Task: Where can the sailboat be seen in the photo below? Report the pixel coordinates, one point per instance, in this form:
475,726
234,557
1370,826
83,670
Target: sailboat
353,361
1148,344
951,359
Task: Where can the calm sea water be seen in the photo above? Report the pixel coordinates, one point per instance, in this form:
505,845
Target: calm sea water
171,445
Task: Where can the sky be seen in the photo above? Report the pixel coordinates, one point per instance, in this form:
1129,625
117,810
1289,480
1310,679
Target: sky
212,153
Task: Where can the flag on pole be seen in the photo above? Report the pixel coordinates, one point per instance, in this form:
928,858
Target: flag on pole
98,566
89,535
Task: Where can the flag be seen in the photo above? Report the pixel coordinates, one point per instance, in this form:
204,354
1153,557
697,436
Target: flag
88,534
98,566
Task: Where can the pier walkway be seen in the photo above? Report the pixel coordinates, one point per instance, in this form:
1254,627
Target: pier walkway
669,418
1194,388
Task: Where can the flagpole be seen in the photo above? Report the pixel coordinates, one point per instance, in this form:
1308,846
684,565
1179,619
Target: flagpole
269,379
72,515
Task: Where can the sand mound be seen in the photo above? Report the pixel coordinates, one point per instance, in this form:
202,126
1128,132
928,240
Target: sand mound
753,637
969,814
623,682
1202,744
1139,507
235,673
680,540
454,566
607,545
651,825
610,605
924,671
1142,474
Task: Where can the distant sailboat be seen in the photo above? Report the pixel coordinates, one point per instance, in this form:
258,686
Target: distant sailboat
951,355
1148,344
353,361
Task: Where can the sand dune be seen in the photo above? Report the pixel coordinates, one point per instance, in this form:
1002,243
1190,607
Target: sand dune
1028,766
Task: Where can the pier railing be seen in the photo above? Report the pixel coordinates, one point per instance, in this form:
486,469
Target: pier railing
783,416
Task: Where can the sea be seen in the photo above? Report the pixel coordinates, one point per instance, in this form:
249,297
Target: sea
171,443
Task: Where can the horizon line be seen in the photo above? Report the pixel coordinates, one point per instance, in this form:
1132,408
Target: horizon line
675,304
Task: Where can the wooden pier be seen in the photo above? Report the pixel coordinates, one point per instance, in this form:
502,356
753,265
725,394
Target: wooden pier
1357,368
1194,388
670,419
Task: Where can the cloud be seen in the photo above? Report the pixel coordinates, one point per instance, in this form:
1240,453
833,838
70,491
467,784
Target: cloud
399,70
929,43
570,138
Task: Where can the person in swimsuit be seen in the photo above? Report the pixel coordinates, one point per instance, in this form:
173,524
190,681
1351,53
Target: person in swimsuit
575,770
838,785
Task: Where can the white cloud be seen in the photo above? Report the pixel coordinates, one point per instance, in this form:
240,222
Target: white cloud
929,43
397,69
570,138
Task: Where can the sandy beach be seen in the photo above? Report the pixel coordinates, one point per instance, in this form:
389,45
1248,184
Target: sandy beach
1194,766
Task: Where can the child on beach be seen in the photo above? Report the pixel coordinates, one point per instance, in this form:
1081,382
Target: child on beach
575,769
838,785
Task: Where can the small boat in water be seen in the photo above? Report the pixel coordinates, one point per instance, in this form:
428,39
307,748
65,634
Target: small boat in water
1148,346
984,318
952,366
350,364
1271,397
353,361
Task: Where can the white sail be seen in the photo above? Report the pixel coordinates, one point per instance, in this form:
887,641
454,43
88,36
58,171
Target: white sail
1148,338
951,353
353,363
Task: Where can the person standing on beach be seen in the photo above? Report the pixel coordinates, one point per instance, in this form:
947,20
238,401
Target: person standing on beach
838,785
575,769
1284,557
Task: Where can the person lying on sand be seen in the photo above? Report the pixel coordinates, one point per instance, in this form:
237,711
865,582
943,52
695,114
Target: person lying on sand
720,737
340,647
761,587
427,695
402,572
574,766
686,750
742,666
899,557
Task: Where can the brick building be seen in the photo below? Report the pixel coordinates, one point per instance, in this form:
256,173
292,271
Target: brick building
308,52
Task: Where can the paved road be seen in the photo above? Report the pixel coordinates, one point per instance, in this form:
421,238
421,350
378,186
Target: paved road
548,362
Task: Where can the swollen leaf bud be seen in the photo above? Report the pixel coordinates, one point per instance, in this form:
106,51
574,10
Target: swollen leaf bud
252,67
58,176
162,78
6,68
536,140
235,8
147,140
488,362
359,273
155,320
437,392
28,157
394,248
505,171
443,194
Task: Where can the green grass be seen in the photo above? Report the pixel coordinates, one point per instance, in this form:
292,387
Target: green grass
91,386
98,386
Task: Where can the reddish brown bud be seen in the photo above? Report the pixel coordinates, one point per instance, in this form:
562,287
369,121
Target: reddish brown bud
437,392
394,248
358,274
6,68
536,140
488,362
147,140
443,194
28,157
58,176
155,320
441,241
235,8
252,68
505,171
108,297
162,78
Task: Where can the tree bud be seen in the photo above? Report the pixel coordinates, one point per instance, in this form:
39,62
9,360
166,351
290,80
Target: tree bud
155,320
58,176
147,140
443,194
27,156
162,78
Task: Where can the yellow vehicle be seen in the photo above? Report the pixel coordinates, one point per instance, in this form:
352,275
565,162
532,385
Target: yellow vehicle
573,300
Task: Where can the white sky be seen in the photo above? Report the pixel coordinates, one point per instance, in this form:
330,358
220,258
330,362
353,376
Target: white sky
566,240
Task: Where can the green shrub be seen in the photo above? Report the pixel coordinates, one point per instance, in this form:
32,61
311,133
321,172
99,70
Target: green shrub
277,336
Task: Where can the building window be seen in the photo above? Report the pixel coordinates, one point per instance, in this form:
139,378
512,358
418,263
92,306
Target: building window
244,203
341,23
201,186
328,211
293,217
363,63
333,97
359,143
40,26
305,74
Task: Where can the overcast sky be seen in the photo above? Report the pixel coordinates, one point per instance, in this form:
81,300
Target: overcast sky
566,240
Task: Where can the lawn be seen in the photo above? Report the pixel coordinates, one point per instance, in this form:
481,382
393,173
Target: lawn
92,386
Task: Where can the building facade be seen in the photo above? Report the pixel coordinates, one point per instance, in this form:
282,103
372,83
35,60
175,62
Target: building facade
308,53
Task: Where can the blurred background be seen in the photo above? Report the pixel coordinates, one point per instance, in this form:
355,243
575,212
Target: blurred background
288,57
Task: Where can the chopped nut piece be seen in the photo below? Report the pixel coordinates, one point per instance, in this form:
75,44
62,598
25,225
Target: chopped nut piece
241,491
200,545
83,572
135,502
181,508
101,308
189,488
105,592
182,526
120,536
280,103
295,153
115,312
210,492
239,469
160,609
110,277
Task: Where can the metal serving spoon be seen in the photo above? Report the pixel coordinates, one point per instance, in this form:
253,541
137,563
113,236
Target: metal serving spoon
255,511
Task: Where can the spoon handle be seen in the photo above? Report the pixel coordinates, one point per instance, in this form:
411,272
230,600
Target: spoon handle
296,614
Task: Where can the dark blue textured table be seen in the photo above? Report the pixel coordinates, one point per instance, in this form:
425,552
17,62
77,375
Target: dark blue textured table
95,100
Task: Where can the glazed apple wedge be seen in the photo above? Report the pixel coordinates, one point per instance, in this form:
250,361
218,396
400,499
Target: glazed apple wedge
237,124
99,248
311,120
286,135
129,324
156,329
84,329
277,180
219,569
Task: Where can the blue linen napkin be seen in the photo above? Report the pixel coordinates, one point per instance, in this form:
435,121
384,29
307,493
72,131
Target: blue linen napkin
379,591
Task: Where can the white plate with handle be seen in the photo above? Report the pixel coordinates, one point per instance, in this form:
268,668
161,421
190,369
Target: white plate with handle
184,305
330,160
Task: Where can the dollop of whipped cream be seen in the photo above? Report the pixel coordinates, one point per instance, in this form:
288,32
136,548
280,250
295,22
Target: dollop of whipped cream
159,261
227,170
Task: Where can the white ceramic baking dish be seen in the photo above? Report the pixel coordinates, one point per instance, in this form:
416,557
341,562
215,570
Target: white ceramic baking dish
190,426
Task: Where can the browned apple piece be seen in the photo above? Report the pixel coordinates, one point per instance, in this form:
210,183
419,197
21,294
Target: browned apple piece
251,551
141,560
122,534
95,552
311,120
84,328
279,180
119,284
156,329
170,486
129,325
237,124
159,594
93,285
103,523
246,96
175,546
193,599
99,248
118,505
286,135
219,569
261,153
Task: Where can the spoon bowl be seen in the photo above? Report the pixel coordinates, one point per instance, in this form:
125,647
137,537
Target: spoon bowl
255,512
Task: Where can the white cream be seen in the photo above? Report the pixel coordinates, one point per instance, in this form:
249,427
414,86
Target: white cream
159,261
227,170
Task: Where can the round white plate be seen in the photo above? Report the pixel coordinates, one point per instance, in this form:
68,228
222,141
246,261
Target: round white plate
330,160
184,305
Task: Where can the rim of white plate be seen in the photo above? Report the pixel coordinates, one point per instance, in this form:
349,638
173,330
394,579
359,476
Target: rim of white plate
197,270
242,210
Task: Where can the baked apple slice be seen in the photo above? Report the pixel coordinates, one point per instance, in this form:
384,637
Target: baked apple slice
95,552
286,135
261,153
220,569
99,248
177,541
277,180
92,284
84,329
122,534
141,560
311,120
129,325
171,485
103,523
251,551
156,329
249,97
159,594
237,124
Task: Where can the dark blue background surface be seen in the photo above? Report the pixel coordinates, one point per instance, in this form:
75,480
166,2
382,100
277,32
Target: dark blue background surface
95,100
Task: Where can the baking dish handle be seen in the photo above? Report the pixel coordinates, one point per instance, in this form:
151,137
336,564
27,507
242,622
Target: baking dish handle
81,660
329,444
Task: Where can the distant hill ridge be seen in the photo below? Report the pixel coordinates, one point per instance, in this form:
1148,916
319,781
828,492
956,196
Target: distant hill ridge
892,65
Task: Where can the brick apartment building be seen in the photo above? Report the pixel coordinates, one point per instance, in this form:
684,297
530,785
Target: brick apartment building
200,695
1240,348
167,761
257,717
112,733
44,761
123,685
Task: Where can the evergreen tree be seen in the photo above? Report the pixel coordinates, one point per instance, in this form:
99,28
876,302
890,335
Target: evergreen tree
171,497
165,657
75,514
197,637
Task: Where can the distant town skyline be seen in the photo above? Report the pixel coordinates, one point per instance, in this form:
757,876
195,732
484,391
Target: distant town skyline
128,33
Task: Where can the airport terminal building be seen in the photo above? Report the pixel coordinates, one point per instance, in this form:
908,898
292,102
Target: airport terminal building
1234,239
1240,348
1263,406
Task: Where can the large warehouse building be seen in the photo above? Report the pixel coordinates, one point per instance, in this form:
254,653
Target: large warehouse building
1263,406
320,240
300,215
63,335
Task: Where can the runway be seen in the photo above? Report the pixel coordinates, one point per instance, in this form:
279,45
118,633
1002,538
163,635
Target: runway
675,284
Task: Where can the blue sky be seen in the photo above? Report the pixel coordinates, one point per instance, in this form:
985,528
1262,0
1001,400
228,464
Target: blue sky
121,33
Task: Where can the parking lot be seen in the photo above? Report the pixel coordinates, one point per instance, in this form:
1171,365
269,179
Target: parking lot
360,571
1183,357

◆ WHAT THE TASK REQUIRES: Please rewrite the part of the data that opens with the line containing "Task: Where can the airport" and closes at the end of the data, changing "runway" to "taxiway" and keeping everything else unchanged.

◆ WRITTEN RESPONSE:
Task: Where can the airport terminal building be seen in the photo above? Report the pixel coordinates, one point per instance, in this form:
908,898
292,102
Target: airport terminal building
1234,239
1240,348
1263,406
Task: Where can the large warehouse building be seen in the photo above? Report the pixel coordinates, one point per instance, in this form:
254,653
Target: large warehouse building
1263,406
320,240
300,215
63,335
Task: Where can the taxiway be seen in the photo above? Report the pixel coordinates, one point per instance, in this form:
279,45
118,633
1002,538
163,635
Target: taxiway
675,284
Task: Where can the blue sky be seen in the photo above? Report the pixel coordinates, one point per instance, in this form:
985,528
1262,0
1001,400
228,464
Target: blue sky
121,33
Task: Where can the parking lot be seen in the photo above? Report the pixel coordinates, one point per instance, in this form:
1171,365
269,179
Target: parking lot
360,571
1183,357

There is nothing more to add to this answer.